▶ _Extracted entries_
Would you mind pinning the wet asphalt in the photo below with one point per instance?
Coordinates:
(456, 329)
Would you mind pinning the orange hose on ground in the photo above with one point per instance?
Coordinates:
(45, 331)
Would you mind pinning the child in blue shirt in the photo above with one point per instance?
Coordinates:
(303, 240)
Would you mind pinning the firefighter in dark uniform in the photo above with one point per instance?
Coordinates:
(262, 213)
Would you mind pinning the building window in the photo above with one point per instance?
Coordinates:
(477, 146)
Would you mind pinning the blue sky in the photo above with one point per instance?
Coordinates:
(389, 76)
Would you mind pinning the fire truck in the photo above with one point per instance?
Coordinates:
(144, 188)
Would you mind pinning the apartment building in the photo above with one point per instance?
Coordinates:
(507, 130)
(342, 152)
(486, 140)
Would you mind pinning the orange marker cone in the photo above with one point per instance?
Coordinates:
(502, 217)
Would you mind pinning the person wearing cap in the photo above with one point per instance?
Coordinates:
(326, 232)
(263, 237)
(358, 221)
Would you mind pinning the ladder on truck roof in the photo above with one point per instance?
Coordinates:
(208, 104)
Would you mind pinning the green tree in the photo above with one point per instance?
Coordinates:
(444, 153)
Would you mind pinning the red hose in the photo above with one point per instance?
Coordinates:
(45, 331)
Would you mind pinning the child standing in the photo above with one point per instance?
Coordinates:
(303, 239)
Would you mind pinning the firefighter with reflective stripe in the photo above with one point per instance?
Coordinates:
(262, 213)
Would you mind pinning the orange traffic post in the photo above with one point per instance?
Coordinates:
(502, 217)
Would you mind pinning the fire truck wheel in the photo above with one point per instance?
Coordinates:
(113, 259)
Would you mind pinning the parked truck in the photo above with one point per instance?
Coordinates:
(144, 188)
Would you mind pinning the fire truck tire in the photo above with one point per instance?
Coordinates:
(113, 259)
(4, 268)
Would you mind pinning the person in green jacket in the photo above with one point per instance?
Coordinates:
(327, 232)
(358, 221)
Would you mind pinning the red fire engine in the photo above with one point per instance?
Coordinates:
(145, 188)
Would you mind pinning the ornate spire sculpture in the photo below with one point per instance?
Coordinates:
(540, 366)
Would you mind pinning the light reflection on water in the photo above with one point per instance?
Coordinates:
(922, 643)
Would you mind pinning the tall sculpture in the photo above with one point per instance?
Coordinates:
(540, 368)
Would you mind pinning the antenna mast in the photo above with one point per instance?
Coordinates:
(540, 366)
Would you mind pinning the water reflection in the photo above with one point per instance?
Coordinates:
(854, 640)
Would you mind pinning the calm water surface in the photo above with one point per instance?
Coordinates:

▶ _EXERCISE BRIEF_
Output every line of the entries, starting at the line containing "Would you mind pinning the red fire" and continuing to the end, as a JSON list of strings with one string per line. Leave out blank lines.

▶ _ANSWER TO THIS EXERCISE_
[
  "Would you mind pinning the red fire engine in the photo above with one point per instance?",
  "Coordinates:",
  "(145, 188)",
  "Would you mind pinning the ornate spire sculpture in the photo below with one point per instance?",
  "Coordinates:",
  "(540, 366)",
  "Would you mind pinning the light reflection on water in the photo above with one point per instance?",
  "Coordinates:",
  "(922, 643)",
  "Would you mind pinning the tall sculpture in the photo above with one point per instance?",
  "Coordinates:",
  "(540, 368)",
  "Would you mind pinning the antenna mast in the photo above with one point per instance?",
  "Coordinates:",
  "(540, 366)",
  "Would you mind pinning the water reflection in the photo above with one point per instance?",
  "Coordinates:",
  "(854, 640)",
  "Would you mind pinning the calm water surface in the photo above with one point per instance?",
  "Coordinates:"
]